REQUIREMENT:
Please count how many lines in the entries below contain "trim" and reply with the figure alone.

RECORD EXTRACTS START

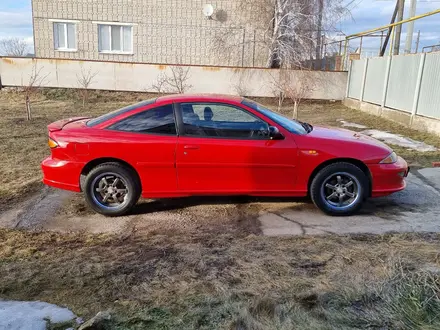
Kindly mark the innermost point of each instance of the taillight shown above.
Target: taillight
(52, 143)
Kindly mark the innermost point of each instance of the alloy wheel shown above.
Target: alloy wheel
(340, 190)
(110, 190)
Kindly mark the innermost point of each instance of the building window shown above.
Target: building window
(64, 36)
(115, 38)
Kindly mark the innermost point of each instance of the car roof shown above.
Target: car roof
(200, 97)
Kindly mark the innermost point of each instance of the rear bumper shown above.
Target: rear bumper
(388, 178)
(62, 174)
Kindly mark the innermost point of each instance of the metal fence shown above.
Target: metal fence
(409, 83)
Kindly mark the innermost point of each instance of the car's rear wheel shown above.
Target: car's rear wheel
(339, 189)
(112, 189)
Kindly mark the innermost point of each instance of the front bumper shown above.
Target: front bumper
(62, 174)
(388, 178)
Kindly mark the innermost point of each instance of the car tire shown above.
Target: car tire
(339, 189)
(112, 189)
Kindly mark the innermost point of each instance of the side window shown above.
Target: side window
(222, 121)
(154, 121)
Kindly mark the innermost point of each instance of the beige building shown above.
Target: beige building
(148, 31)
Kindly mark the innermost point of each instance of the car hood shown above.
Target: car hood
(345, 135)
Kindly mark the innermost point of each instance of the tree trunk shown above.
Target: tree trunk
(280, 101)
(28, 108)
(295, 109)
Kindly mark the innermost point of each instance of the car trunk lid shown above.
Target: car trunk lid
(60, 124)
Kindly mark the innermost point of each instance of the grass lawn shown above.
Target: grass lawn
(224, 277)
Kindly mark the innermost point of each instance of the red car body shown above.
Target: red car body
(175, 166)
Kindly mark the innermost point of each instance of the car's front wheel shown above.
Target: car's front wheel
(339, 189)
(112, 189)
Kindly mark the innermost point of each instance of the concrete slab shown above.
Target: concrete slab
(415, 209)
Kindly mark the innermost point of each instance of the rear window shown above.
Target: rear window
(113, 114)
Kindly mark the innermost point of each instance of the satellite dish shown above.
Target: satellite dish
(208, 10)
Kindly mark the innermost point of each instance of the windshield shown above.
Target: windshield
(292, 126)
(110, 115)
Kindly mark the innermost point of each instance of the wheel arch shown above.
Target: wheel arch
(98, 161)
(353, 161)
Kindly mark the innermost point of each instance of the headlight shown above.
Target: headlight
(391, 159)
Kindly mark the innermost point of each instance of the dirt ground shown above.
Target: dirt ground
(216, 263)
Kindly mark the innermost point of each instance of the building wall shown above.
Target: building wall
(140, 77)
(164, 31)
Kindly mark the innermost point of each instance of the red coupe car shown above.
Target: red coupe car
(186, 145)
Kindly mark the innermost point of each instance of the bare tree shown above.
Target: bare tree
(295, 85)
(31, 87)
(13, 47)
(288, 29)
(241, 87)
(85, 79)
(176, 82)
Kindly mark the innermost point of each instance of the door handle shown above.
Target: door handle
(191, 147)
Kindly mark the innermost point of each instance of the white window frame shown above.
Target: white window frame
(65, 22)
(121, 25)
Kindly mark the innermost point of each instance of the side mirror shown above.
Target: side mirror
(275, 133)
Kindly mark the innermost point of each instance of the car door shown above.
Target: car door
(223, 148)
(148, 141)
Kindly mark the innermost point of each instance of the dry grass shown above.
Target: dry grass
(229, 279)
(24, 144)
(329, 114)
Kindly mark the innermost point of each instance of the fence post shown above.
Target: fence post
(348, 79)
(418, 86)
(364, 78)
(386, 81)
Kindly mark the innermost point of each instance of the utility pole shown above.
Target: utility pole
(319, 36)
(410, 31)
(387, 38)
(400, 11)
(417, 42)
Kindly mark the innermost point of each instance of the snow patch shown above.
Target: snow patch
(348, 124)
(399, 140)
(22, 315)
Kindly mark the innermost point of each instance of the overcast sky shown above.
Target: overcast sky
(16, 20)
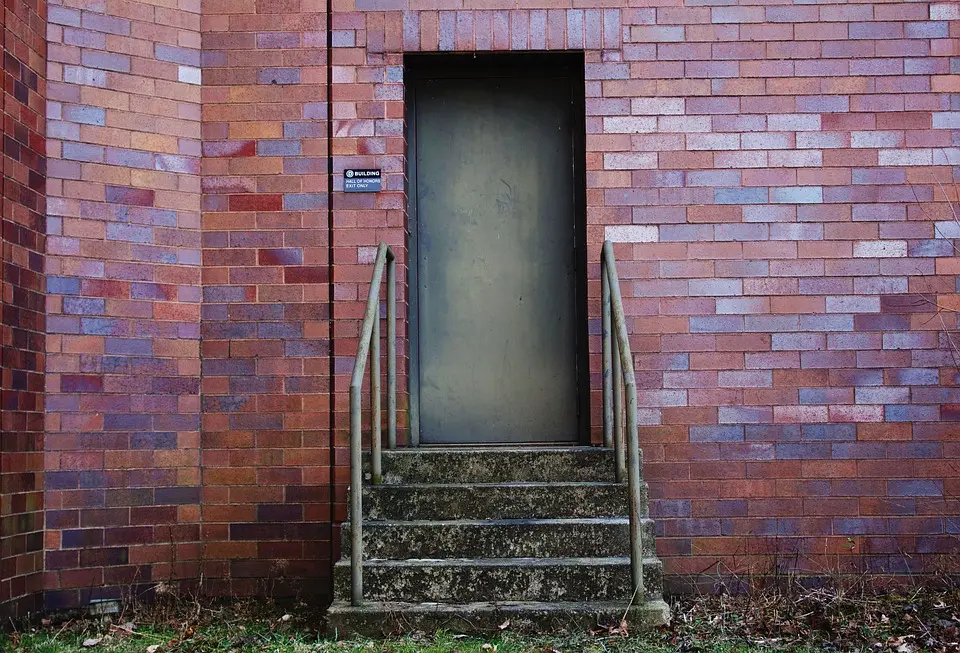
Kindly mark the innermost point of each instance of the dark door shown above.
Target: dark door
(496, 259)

RECORD EXTRACTS END
RECORD EXTRACTS START

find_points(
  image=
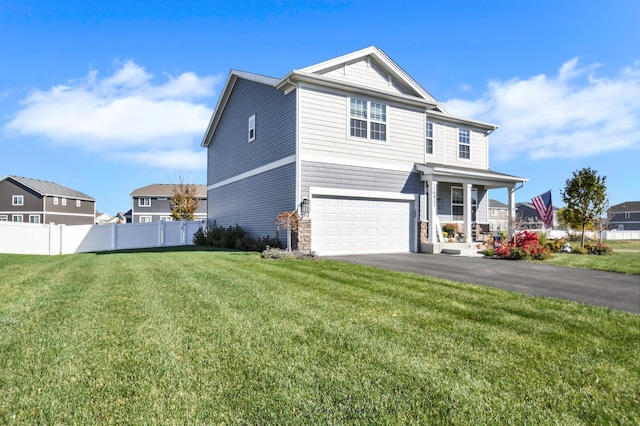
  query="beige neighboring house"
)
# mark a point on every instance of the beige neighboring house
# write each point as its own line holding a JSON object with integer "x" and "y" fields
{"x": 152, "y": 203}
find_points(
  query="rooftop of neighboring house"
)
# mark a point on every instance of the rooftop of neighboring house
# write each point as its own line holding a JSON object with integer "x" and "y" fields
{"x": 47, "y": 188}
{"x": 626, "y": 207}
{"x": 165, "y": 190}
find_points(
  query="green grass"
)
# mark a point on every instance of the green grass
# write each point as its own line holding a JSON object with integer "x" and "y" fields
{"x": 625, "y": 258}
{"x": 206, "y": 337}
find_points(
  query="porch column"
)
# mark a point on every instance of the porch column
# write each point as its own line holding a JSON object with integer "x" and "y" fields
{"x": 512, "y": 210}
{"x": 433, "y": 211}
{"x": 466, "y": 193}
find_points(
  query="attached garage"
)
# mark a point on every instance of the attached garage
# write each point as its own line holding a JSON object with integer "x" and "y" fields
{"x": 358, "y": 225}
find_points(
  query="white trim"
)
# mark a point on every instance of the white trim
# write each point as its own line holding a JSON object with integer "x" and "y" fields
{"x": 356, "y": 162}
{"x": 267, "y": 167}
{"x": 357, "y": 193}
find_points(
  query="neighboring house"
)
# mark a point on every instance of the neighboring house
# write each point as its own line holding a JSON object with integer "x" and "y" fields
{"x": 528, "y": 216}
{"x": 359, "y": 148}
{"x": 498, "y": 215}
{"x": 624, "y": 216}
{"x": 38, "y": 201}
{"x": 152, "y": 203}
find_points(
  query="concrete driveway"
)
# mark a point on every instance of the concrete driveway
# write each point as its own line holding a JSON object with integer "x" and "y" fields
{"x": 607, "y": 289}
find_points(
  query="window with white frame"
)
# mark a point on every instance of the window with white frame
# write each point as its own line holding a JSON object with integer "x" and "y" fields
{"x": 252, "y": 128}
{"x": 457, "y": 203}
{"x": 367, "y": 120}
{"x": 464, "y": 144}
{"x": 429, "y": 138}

RECORD EXTRACTS END

REPLY TO THE TASK:
2